# START OF INFORMATION PROVIDED
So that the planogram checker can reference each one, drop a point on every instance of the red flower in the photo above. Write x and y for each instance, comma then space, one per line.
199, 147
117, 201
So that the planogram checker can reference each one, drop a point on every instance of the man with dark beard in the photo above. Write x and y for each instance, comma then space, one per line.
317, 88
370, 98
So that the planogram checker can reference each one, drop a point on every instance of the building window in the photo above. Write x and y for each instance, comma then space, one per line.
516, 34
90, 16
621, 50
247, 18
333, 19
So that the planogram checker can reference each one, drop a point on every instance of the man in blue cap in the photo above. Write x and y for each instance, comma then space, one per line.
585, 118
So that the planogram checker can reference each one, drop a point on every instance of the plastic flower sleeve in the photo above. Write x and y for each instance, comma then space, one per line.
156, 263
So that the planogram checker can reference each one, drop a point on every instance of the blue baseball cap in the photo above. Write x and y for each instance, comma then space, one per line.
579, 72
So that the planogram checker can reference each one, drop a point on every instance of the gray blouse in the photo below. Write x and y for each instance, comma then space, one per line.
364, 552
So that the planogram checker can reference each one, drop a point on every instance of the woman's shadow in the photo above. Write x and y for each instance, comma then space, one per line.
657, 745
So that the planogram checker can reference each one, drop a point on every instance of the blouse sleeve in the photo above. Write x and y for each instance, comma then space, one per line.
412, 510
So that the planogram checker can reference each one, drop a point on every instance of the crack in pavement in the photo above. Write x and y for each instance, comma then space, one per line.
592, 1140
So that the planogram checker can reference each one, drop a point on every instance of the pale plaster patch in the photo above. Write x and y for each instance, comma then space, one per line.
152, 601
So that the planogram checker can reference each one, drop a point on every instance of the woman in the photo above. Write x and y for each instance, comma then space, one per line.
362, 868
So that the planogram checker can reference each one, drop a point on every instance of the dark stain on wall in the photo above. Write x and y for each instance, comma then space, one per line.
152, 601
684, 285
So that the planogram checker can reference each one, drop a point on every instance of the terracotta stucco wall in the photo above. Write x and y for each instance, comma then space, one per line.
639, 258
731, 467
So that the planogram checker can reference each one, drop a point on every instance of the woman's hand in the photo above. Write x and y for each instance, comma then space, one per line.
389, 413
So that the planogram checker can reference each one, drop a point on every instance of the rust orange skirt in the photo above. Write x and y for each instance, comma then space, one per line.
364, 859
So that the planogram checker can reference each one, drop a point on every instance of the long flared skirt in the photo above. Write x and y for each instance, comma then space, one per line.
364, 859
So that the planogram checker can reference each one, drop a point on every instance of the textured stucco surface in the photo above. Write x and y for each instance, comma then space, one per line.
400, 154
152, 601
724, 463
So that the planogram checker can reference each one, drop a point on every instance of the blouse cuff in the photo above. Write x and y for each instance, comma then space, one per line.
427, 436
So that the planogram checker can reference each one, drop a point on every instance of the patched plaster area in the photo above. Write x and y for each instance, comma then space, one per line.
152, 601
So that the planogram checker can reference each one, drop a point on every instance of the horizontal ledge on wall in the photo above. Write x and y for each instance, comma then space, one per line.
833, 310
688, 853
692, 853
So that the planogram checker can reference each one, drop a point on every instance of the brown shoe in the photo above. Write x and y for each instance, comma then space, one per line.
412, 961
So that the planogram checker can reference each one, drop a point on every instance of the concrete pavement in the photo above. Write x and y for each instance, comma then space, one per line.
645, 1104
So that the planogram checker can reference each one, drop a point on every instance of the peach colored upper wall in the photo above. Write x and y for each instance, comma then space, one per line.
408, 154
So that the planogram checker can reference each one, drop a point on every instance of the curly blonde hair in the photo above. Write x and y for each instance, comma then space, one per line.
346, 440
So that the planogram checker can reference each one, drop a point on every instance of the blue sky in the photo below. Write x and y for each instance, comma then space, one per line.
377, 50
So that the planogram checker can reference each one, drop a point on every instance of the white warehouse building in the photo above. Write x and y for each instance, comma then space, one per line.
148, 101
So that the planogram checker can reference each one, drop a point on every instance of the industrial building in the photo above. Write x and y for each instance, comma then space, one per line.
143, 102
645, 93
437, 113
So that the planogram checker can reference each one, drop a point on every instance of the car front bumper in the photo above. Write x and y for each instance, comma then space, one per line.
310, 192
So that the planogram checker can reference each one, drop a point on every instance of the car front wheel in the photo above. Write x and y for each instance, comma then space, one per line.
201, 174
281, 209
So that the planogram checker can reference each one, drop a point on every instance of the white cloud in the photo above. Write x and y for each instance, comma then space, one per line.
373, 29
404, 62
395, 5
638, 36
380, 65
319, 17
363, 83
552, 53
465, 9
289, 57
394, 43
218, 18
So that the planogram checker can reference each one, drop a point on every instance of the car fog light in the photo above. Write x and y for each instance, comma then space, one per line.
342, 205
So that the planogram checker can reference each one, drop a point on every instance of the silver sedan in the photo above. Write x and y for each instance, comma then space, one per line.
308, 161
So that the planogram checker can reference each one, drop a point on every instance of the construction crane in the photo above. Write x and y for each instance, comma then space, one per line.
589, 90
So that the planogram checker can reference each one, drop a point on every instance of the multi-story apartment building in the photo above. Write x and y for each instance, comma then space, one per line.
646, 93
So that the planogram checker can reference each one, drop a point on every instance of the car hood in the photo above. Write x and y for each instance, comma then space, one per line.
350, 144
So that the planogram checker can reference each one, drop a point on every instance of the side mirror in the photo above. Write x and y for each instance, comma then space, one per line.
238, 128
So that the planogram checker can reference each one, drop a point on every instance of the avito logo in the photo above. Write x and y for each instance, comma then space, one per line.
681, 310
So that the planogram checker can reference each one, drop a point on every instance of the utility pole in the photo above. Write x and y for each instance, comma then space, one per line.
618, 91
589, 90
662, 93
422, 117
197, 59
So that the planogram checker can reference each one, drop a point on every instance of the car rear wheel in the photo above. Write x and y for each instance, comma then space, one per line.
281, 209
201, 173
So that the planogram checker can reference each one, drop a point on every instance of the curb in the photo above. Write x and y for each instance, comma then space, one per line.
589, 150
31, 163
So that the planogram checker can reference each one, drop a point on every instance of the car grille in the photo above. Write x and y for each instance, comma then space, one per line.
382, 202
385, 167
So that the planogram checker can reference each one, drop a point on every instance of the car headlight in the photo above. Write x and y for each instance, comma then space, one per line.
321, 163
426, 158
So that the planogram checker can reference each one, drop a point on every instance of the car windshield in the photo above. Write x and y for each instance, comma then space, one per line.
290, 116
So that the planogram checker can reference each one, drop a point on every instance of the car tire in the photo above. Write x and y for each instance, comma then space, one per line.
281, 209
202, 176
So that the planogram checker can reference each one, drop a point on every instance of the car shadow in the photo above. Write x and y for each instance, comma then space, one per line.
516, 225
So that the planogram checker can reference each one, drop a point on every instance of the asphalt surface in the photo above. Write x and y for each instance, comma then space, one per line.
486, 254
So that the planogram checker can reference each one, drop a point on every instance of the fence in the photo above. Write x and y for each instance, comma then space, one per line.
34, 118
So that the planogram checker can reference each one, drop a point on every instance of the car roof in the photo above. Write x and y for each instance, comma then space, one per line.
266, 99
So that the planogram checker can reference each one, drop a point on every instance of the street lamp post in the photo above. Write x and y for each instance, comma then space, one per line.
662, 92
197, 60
# END OF INFORMATION PROVIDED
§ WHAT TO PRODUCE
Please format the lines of the records above as a JSON list of strings, one string per line with blank lines left out, starting at the line that contains "the car grille" and stopping after the last line of the records. Include no other lines.

§ RIGHT ANSWER
[
  "So that the planogram checker can reference each one, drop a point on every instance of the car grille in the photo above. Write x and y for each instance, comma then space, one per line.",
  "382, 202",
  "385, 167",
  "So that the planogram checker can reference each one, drop a point on every instance of the car headlight in the photo above. Write x and y for each instance, comma then space, one per line.",
  "321, 163",
  "426, 158",
  "So that the planogram checker can reference each one, drop a point on every instance of the car windshield in the photo above. Write x and y for each instance, comma then space, one per line.",
  "290, 116",
  "So that the planogram checker can reference each one, drop a point on every instance of the car tire in the photo above. Write x and y for each instance, comma then space, one per line.",
  "281, 209",
  "202, 176",
  "So that the planogram checker can reference each one, drop a point on every instance of the car shadow in the photo above. Write x and y for each instance, comma then space, one per line.",
  "516, 225",
  "So that the planogram checker can reference each one, drop a point on every instance of the asphalt surface in the photo above. Write x and y for each instance, comma then space, one per line.",
  "486, 254",
  "So that the planogram checker can reference each one, drop a point on every instance of the fence in the photo above. Write x and y for each instance, comma then space, one per line.",
  "34, 118",
  "So that the planogram checker can reference each one, drop a point on every instance of the car roof in the photo above. Write x and y for each instance, comma then space, one per line.",
  "266, 99",
  "So that the planogram checker can reference each one, drop a point on every instance of the street lamp post in the photo above. Write x and y for each instance, comma then space, one per line.",
  "662, 92",
  "197, 60"
]